(Saved data entries)
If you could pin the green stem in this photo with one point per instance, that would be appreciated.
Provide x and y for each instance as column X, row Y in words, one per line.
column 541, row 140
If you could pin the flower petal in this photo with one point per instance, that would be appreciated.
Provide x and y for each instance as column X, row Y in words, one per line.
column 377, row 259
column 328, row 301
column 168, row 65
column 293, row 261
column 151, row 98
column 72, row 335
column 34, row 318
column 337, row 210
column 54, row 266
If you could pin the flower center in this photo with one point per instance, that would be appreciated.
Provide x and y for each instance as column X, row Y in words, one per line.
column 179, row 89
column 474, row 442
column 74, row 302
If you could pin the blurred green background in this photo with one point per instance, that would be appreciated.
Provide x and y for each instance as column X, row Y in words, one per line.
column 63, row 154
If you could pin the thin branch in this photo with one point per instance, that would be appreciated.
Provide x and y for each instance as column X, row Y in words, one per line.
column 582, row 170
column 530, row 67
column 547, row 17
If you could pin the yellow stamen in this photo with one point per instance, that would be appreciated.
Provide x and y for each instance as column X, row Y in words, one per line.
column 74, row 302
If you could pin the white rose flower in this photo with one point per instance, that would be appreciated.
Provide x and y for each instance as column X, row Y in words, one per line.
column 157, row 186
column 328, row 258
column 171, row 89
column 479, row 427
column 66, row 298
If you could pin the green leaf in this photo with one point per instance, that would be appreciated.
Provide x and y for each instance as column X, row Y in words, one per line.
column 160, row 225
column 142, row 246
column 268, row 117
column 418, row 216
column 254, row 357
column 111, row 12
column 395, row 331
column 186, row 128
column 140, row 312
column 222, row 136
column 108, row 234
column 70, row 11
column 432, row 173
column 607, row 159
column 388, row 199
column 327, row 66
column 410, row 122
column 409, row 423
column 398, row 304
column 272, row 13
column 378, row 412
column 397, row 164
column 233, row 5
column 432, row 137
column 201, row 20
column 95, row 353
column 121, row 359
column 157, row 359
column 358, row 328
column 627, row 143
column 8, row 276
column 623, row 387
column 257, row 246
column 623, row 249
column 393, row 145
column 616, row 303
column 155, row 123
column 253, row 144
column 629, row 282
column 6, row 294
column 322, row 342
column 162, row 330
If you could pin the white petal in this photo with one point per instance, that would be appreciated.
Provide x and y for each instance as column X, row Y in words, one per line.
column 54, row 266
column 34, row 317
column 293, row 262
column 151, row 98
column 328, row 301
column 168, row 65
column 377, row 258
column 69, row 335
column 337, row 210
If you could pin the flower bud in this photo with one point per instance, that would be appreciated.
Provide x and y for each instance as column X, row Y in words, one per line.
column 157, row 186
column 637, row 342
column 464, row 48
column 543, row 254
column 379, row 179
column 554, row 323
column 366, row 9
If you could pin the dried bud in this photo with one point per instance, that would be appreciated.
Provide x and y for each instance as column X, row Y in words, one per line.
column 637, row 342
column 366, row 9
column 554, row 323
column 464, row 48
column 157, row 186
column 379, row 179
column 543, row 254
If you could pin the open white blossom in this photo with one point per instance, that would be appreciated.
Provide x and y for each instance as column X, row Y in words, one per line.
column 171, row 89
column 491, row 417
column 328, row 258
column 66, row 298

> [What this task involves]: Reproduce all of the records above word for word, line by line.

> [Problem solution]:
If you could pin the green stem in this photo with one point per instance, that would be appreciated.
Provide x and y for each instance as column X, row Y in words, one per line.
column 541, row 140
If you could pin the flower petal in this photo with one point per instance, that would be appreciated.
Provide x and y for each instance as column X, row Y in words, one per line.
column 377, row 259
column 328, row 301
column 168, row 65
column 293, row 261
column 151, row 98
column 72, row 335
column 34, row 318
column 337, row 210
column 54, row 266
If you could pin the flower center in this photo with one point per instance, that would be appreciated.
Provide x and y for each instance as column X, row Y in words, one per line.
column 179, row 89
column 474, row 442
column 74, row 302
If you could pin the blurred green background in this photo with one point per instance, that would be appreciated.
Provide x and y for each instance as column X, row Y in words, one per line.
column 63, row 154
If you could pin the thin branch in this photo with one point per instance, that would be appreciated.
Provide x and y for each instance as column X, row Y in words, one per line.
column 582, row 170
column 530, row 67
column 547, row 17
If you could pin the yellow stamen in this photo with one point per instance, that would be appreciated.
Provide x and y for each instance as column X, row Y in words, one per line.
column 74, row 302
If you could pin the white rose flower in this photo with one point per instance, that would be appreciated.
Provide x and y for each instance as column X, row Y in words, one per line.
column 157, row 186
column 328, row 258
column 171, row 89
column 479, row 427
column 66, row 298
If you could pin the green leaf in this photo with one point per instance, that would be appreciated.
Provide x and y for each instance as column X, row Y in words, one per line.
column 160, row 225
column 142, row 246
column 268, row 117
column 418, row 216
column 254, row 357
column 111, row 12
column 395, row 331
column 186, row 128
column 140, row 312
column 222, row 136
column 108, row 234
column 70, row 11
column 432, row 173
column 607, row 159
column 388, row 199
column 327, row 66
column 410, row 122
column 409, row 423
column 398, row 304
column 272, row 13
column 378, row 412
column 397, row 164
column 233, row 5
column 432, row 137
column 201, row 20
column 95, row 353
column 121, row 359
column 157, row 359
column 358, row 328
column 627, row 143
column 8, row 276
column 623, row 387
column 257, row 246
column 623, row 249
column 393, row 145
column 616, row 303
column 155, row 123
column 253, row 144
column 629, row 282
column 6, row 294
column 322, row 342
column 162, row 330
If you could pin the white petal in this photo with one point per instance, that would be appreciated.
Provide x and y for each instance as column X, row Y in words, one per line.
column 54, row 266
column 34, row 317
column 293, row 262
column 151, row 98
column 328, row 301
column 168, row 65
column 377, row 258
column 69, row 335
column 337, row 210
If you could pin the flower bud in this photo with one point per instance, that would be appreciated.
Provide x and y for each instance as column X, row Y in words, one per line.
column 157, row 186
column 637, row 342
column 464, row 48
column 543, row 254
column 379, row 179
column 554, row 323
column 366, row 9
If you could pin the dried bud in this photo with one point per instance, that would be appreciated.
Provide x and y for each instance as column X, row Y in words, one per line.
column 637, row 342
column 366, row 9
column 554, row 323
column 464, row 48
column 157, row 186
column 379, row 179
column 543, row 254
If you could pin the open white blossom in this photo with one point per instance, that would be appreciated.
Provide x and y for each instance as column X, row Y in words, one per line.
column 171, row 89
column 491, row 417
column 328, row 258
column 66, row 298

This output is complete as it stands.